■ TASK ■
Please restate word for word, and with nothing added, the lines that run from the one holding "In this exercise you will locate the blue" to the end of the entries below.

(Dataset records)
------------------------------------------------------------

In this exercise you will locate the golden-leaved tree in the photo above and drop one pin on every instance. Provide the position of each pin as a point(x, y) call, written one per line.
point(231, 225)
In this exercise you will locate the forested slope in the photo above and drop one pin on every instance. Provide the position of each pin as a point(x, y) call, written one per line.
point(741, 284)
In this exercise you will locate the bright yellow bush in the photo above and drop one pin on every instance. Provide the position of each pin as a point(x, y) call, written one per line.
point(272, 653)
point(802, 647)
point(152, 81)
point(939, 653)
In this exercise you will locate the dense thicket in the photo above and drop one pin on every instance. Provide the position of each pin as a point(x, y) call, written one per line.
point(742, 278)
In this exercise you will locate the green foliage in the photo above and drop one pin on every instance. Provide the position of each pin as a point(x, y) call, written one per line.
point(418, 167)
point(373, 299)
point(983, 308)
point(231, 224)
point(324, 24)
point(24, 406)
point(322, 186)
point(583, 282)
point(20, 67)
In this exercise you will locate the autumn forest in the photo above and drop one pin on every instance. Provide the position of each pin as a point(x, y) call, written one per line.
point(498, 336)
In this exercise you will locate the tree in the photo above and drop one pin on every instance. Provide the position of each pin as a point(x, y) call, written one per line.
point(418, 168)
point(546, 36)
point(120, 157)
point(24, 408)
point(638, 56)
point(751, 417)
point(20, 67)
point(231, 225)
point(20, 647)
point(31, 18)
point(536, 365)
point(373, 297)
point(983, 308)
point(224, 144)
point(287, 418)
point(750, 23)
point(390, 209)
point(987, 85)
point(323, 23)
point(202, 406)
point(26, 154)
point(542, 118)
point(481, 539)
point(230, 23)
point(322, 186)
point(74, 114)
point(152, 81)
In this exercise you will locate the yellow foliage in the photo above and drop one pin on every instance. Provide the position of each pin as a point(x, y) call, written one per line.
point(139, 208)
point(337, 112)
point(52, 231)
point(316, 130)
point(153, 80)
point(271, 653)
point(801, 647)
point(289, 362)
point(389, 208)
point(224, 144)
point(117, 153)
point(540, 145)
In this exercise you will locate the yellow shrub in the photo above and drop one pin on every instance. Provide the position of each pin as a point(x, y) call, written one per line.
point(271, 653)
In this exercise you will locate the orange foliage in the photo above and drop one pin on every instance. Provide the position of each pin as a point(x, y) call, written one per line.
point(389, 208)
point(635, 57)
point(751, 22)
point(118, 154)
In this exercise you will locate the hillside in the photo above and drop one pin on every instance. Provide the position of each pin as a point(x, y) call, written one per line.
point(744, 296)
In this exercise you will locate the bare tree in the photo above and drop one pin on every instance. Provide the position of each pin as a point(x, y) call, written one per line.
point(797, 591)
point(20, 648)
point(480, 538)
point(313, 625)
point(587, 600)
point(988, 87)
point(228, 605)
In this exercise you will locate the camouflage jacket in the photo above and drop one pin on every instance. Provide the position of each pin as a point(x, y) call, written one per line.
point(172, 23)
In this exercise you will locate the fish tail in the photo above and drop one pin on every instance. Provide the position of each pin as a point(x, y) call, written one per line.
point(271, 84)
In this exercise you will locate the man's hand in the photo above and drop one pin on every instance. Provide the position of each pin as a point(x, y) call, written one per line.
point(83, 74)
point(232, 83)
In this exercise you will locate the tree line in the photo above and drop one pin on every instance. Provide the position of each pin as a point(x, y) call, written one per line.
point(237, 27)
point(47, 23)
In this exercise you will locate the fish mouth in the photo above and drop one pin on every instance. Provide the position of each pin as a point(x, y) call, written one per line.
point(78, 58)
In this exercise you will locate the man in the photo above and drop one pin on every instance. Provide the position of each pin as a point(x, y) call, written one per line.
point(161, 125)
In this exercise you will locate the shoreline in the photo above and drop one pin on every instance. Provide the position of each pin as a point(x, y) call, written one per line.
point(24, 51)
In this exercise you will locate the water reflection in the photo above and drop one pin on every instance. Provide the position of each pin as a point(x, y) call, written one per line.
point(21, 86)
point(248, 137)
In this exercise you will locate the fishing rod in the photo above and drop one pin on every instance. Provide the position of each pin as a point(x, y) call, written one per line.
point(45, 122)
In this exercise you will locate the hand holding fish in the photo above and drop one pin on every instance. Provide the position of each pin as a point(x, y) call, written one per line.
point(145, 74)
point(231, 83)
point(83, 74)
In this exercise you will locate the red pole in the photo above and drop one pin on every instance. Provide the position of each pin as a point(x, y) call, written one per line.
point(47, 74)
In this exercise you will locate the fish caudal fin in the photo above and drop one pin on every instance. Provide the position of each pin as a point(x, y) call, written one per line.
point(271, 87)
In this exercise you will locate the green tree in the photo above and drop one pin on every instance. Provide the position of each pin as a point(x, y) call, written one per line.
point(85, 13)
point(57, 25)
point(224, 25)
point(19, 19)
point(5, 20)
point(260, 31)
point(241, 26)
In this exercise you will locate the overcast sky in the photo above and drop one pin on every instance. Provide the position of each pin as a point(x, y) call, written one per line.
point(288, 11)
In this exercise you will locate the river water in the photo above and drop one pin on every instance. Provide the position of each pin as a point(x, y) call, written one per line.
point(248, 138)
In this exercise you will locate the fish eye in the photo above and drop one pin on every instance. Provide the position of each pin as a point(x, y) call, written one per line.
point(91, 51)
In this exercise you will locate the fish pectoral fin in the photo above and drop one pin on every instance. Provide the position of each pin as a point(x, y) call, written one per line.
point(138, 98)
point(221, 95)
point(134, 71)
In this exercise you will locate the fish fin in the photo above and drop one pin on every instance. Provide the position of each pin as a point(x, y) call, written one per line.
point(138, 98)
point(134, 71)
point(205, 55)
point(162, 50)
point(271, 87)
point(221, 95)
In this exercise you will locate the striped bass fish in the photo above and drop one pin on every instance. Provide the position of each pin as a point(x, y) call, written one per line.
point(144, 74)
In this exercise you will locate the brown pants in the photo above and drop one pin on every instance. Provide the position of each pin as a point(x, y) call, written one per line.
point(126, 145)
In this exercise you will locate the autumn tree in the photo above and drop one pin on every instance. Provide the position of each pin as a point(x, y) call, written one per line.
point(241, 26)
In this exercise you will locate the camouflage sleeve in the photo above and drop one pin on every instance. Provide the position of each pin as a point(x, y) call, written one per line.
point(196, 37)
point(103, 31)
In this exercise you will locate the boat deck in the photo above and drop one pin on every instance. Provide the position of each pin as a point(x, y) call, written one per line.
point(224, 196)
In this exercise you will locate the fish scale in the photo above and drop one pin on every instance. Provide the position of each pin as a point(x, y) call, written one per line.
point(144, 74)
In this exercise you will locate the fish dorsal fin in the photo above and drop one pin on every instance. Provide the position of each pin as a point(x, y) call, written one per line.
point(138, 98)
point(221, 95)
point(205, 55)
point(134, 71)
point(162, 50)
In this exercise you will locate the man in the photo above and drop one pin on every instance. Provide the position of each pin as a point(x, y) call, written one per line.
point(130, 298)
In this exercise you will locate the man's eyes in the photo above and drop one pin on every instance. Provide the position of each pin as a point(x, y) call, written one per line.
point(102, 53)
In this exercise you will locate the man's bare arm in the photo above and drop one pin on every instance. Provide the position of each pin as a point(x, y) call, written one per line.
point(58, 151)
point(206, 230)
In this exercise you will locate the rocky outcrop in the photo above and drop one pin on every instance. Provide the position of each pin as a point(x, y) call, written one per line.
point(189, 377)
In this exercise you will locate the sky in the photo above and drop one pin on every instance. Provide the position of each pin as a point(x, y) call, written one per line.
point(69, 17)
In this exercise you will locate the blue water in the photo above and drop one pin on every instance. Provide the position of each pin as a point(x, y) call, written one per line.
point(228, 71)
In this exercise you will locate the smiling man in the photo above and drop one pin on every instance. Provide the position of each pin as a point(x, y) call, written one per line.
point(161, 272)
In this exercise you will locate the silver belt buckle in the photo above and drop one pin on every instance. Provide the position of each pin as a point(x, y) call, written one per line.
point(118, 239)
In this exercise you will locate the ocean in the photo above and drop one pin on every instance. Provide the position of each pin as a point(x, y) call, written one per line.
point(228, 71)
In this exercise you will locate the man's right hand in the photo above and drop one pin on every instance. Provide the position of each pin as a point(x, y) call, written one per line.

------------------------------------------------------------

■ REPLY TO THE EXERCISE ■
In this exercise you will locate the blue water in the photo above and drop one pin on every instance. Provide the position of each pin as a point(x, y) call, written one per line.
point(228, 71)
In this exercise you will locate the smiling man in the photo above and drop one pin on every instance. Provide the position of each pin as a point(x, y) call, written one per line.
point(161, 272)
In this exercise you will locate the silver belt buckle in the photo above and drop one pin on every instance. Provide the position of each pin as a point(x, y) call, written one per line.
point(118, 239)
In this exercise you will locate the ocean in the photo above and drop one pin on every instance. Provide the position of each pin as a point(x, y) call, written one per line.
point(228, 71)
In this exercise you will locate the man's right hand in the photo above and drop one pin on every instance. Provide the position of each pin as a point(x, y) call, written one per line.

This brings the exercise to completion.